◆ **EXERCISE DIRECTIONS**: Go through the data below and transcribe it exactly. Omit the images.

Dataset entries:

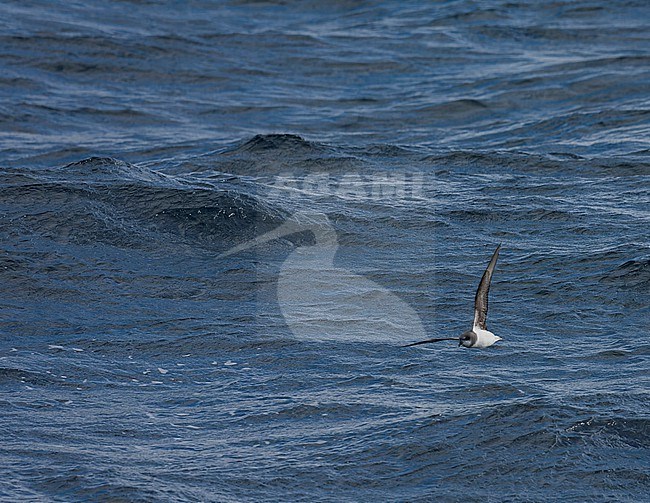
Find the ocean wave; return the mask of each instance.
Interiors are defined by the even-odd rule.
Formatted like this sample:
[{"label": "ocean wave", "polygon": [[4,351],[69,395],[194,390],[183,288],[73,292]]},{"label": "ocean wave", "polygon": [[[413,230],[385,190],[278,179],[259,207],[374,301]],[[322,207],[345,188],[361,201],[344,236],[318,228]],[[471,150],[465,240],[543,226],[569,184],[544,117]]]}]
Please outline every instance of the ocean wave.
[{"label": "ocean wave", "polygon": [[7,178],[0,201],[20,213],[20,226],[61,242],[139,248],[174,236],[223,247],[278,225],[286,214],[245,189],[193,183],[111,158]]},{"label": "ocean wave", "polygon": [[650,259],[628,260],[600,279],[619,288],[647,289],[650,285]]}]

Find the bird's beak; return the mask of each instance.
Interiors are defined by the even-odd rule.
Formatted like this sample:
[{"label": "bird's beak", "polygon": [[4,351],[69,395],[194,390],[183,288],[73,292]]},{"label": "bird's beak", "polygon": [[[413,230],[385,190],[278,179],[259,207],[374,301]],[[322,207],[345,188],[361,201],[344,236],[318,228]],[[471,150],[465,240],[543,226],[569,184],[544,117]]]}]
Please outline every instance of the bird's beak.
[{"label": "bird's beak", "polygon": [[462,339],[458,339],[458,347],[461,347],[462,345],[463,345],[463,340],[462,340]]},{"label": "bird's beak", "polygon": [[300,225],[298,222],[294,222],[293,220],[287,220],[280,227],[276,227],[266,234],[257,236],[256,238],[251,239],[250,241],[246,241],[240,245],[233,246],[230,248],[230,250],[226,250],[225,252],[221,253],[217,258],[224,258],[229,255],[239,253],[240,251],[248,250],[254,246],[261,245],[262,243],[267,243],[268,241],[273,241],[274,239],[278,239],[283,236],[294,234],[296,232],[302,232],[305,230],[308,230],[308,228],[306,229],[304,226]]}]

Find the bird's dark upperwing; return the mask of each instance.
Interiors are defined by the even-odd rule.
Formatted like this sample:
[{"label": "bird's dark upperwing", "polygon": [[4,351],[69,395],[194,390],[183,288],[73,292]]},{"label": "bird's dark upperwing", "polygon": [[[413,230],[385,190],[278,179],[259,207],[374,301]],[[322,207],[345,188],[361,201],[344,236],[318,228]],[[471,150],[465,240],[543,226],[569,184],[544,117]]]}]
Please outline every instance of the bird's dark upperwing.
[{"label": "bird's dark upperwing", "polygon": [[407,344],[406,346],[402,346],[403,348],[410,348],[411,346],[417,346],[418,344],[428,344],[430,342],[440,342],[440,341],[457,341],[458,337],[443,337],[441,339],[427,339],[426,341],[420,341],[420,342],[413,342],[411,344]]},{"label": "bird's dark upperwing", "polygon": [[474,326],[482,328],[483,330],[487,330],[485,321],[487,320],[488,312],[488,293],[490,292],[490,281],[492,280],[494,266],[497,265],[500,248],[501,245],[497,246],[497,249],[494,250],[490,263],[483,273],[481,282],[478,285],[478,290],[476,290],[476,297],[474,298]]}]

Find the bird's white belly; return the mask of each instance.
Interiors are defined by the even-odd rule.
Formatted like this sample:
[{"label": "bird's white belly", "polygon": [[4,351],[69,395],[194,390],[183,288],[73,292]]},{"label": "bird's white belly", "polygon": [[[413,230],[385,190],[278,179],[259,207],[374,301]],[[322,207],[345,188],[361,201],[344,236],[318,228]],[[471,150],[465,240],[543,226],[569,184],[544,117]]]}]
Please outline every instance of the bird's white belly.
[{"label": "bird's white belly", "polygon": [[487,348],[501,340],[501,337],[497,337],[489,330],[483,330],[479,327],[474,327],[472,330],[476,334],[476,344],[472,346],[474,348]]}]

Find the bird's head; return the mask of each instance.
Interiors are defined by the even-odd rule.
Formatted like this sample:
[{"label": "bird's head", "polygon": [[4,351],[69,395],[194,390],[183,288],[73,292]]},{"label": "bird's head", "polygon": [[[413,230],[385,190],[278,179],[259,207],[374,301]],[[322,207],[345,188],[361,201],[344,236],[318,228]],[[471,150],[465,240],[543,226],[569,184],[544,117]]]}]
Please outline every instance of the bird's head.
[{"label": "bird's head", "polygon": [[462,333],[460,337],[458,337],[458,345],[465,346],[466,348],[471,348],[474,344],[476,344],[477,339],[478,337],[476,337],[476,334],[471,330],[468,330],[467,332]]}]

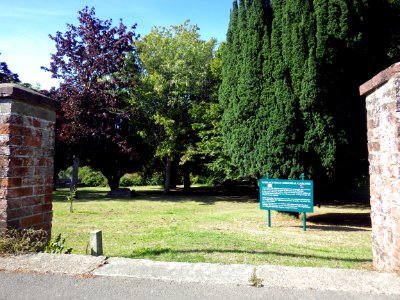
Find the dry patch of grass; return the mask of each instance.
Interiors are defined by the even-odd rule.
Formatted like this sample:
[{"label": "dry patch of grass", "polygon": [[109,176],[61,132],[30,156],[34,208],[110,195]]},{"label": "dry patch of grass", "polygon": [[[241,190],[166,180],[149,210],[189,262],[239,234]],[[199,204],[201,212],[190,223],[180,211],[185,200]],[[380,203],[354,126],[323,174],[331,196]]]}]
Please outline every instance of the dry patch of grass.
[{"label": "dry patch of grass", "polygon": [[279,264],[368,269],[369,209],[322,206],[302,222],[272,213],[272,228],[257,199],[247,196],[164,196],[137,189],[132,199],[106,198],[105,189],[81,189],[69,213],[66,190],[55,194],[53,236],[62,233],[74,253],[86,252],[89,232],[103,231],[107,256],[160,261]]}]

◆ **THE COMPLETED TASK**:
Find the ocean wave; return the mask of each instance.
Interiors are defined by the even-odd rule.
Formatted like this sample:
[{"label": "ocean wave", "polygon": [[4,351],[69,395],[194,390],[183,288],[73,292]]},{"label": "ocean wave", "polygon": [[[413,230],[385,190],[278,179],[259,207],[374,301]],[[322,207],[345,188],[361,201],[344,236],[318,228]],[[471,150],[465,240],[543,226],[569,184],[544,117]]]}]
Please outline every instance of the ocean wave.
[{"label": "ocean wave", "polygon": [[7,178],[0,201],[20,213],[20,226],[61,242],[139,248],[174,236],[223,247],[278,225],[286,214],[245,189],[193,183],[111,158]]},{"label": "ocean wave", "polygon": [[650,259],[628,260],[600,279],[619,288],[647,289],[650,285]]}]

Find the bird's beak; return the mask of each instance.
Interiors are defined by the even-odd rule.
Formatted like this sample:
[{"label": "bird's beak", "polygon": [[4,351],[69,395],[194,390],[183,288],[73,292]]},{"label": "bird's beak", "polygon": [[[413,230],[385,190],[278,179],[259,207],[374,301]],[[322,207],[345,188],[361,201],[344,236],[318,228]],[[471,150],[465,240],[543,226],[569,184],[544,117]]]}]
Please outline every instance of the bird's beak.
[{"label": "bird's beak", "polygon": [[462,339],[458,339],[458,347],[461,347],[462,345],[463,345],[463,340],[462,340]]},{"label": "bird's beak", "polygon": [[300,225],[298,222],[294,222],[293,220],[287,220],[280,227],[276,227],[266,234],[257,236],[256,238],[251,239],[250,241],[246,241],[240,245],[233,246],[230,248],[230,250],[226,250],[225,252],[221,253],[217,258],[224,258],[229,255],[239,253],[240,251],[248,250],[254,246],[261,245],[262,243],[267,243],[268,241],[273,241],[274,239],[278,239],[283,236],[294,234],[296,232],[302,232],[305,230],[308,230],[308,228],[306,229],[304,226]]}]

Find the bird's dark upperwing; return the mask of each instance.
Interiors are defined by the even-odd rule.
Formatted like this sample:
[{"label": "bird's dark upperwing", "polygon": [[4,351],[69,395],[194,390],[183,288],[73,292]]},{"label": "bird's dark upperwing", "polygon": [[[413,230],[385,190],[278,179],[259,207],[374,301]],[[322,207],[345,188],[361,201],[344,236],[318,228]],[[471,150],[465,240],[543,226],[569,184],[544,117]]]}]
Please outline every instance of the bird's dark upperwing.
[{"label": "bird's dark upperwing", "polygon": [[407,344],[406,346],[402,346],[403,348],[410,348],[411,346],[417,346],[418,344],[428,344],[430,342],[440,342],[440,341],[457,341],[458,337],[443,337],[441,339],[427,339],[426,341],[420,341],[420,342],[413,342],[411,344]]},{"label": "bird's dark upperwing", "polygon": [[474,326],[482,328],[483,330],[487,330],[485,321],[487,320],[488,312],[488,293],[490,292],[490,281],[492,280],[494,266],[497,265],[500,248],[501,245],[497,246],[497,249],[494,250],[490,263],[483,273],[481,282],[478,285],[478,290],[476,290],[476,297],[474,298]]}]

Find the bird's white belly; return the mask of each instance.
Interiors are defined by the even-odd rule.
Formatted like this sample:
[{"label": "bird's white belly", "polygon": [[4,351],[69,395],[194,390],[183,288],[73,292]]},{"label": "bird's white belly", "polygon": [[[413,230],[385,190],[278,179],[259,207],[374,301]],[[322,207],[345,188],[361,201],[344,236],[318,228]],[[471,150],[465,240],[543,226],[569,184],[544,117]]]}]
Please outline every instance of the bird's white belly.
[{"label": "bird's white belly", "polygon": [[487,348],[501,340],[501,337],[497,337],[489,330],[483,330],[479,327],[474,327],[472,330],[476,334],[476,344],[472,346],[474,348]]}]

Find the bird's head; return the mask of each instance.
Interiors are defined by the even-odd rule.
Formatted like this sample:
[{"label": "bird's head", "polygon": [[4,351],[69,395],[194,390],[183,288],[73,292]]},{"label": "bird's head", "polygon": [[[413,230],[385,190],[278,179],[259,207],[374,301]],[[322,207],[345,188],[361,201],[344,236],[318,228]],[[471,150],[465,240],[543,226],[569,184],[544,117]]]}]
Please outline every instance of the bird's head.
[{"label": "bird's head", "polygon": [[462,333],[460,337],[458,337],[458,345],[465,346],[466,348],[471,348],[474,344],[476,344],[477,339],[478,337],[476,337],[476,334],[471,330],[468,330],[467,332]]}]

Find the dry patch of grass; return the mask of each instance.
Interiors are defined by the even-odd rule.
Formatted like this sample:
[{"label": "dry patch of grass", "polygon": [[109,176],[61,132],[30,156],[34,208],[110,195]]},{"label": "dry patch of grass", "polygon": [[[241,190],[166,180],[149,210],[189,262],[239,234]],[[199,204],[201,212],[190,223],[180,211],[185,200]],[[380,203],[354,126],[323,174],[331,196]]]}]
Please outline every instance of the dry patch of grass.
[{"label": "dry patch of grass", "polygon": [[279,264],[368,269],[369,209],[322,206],[302,222],[272,213],[272,228],[257,199],[247,196],[164,196],[137,189],[132,199],[106,198],[105,189],[81,189],[69,213],[66,190],[55,194],[53,236],[62,233],[74,253],[86,252],[89,232],[103,231],[107,256],[160,261]]}]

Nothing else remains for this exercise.